● **PROBLEM TO WORK ON**
Do any lines in the data below contain "jeep"? If so, copy every one of them.

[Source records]
---

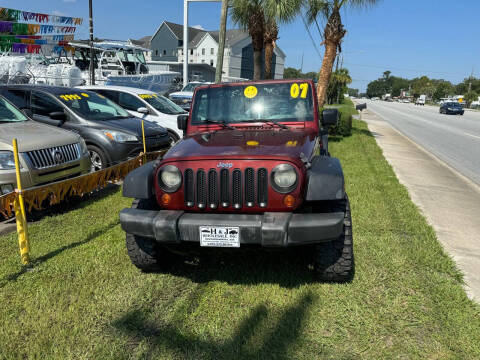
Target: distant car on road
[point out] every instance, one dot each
(451, 108)
(111, 133)
(184, 97)
(46, 153)
(144, 104)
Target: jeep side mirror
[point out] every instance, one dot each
(361, 107)
(182, 121)
(57, 115)
(143, 110)
(329, 117)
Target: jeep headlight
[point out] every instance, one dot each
(7, 162)
(169, 178)
(119, 136)
(284, 178)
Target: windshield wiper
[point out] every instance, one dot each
(283, 126)
(222, 123)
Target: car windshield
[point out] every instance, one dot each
(192, 86)
(9, 113)
(162, 104)
(92, 106)
(287, 102)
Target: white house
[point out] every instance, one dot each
(167, 50)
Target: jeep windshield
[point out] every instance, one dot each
(162, 104)
(275, 102)
(8, 112)
(92, 106)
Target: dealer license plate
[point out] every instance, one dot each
(219, 236)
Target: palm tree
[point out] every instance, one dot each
(333, 34)
(276, 11)
(250, 16)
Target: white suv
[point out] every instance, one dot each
(144, 104)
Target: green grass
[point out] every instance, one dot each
(82, 299)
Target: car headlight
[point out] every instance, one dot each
(7, 162)
(83, 146)
(284, 178)
(169, 178)
(119, 136)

---

● **RESULT**
Target: jeep side mirror
Target: jeep headlight
Target: jeep windshield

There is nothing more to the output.